WRITTEN EXERCISE: Put every line of the rows below, starting at the line that contains "I'd be grateful if you could outline where the building" and ending at the last line of the rows, into a JSON list of strings. Use one string per line and leave out blank lines.

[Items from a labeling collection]
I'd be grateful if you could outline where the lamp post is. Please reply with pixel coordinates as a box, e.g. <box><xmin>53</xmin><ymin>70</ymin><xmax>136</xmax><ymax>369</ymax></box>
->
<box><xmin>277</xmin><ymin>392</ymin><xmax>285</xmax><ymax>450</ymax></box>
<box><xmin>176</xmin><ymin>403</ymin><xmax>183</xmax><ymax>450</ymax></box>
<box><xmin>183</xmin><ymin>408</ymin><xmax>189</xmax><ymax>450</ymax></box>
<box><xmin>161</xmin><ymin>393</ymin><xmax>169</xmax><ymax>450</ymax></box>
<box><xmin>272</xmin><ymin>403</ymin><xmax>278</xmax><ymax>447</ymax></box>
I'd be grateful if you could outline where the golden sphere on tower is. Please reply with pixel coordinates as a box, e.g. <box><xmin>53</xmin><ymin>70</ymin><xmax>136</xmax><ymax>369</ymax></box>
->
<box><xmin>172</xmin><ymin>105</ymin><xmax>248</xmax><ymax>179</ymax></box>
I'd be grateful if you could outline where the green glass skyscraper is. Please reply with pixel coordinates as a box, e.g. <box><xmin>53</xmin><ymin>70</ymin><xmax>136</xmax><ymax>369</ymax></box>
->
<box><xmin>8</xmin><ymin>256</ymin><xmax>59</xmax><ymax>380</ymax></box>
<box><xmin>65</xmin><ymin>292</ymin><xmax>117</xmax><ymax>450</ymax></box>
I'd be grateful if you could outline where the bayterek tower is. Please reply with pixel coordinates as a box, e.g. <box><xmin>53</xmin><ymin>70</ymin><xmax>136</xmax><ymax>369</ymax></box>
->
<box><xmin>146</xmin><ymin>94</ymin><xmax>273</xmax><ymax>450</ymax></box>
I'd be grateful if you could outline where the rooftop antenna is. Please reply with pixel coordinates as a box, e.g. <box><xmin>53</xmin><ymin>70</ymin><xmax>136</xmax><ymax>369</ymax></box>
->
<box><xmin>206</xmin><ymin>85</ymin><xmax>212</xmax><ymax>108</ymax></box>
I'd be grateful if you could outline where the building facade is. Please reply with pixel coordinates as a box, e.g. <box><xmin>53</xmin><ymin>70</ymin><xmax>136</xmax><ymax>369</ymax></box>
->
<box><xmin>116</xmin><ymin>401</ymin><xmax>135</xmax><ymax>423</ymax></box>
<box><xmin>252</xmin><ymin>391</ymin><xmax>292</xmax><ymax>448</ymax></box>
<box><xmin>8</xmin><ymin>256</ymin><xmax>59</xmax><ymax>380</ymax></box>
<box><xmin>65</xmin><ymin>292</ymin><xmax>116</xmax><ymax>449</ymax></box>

RESPONSE TO THE TASK:
[
  "I'd be grateful if you could outline where the building facade is. Please reply with pixel coordinates as a box, e.g. <box><xmin>53</xmin><ymin>70</ymin><xmax>136</xmax><ymax>369</ymax></box>",
  "->",
  "<box><xmin>116</xmin><ymin>401</ymin><xmax>135</xmax><ymax>423</ymax></box>",
  "<box><xmin>252</xmin><ymin>391</ymin><xmax>292</xmax><ymax>448</ymax></box>",
  "<box><xmin>8</xmin><ymin>256</ymin><xmax>59</xmax><ymax>380</ymax></box>",
  "<box><xmin>65</xmin><ymin>292</ymin><xmax>116</xmax><ymax>449</ymax></box>"
]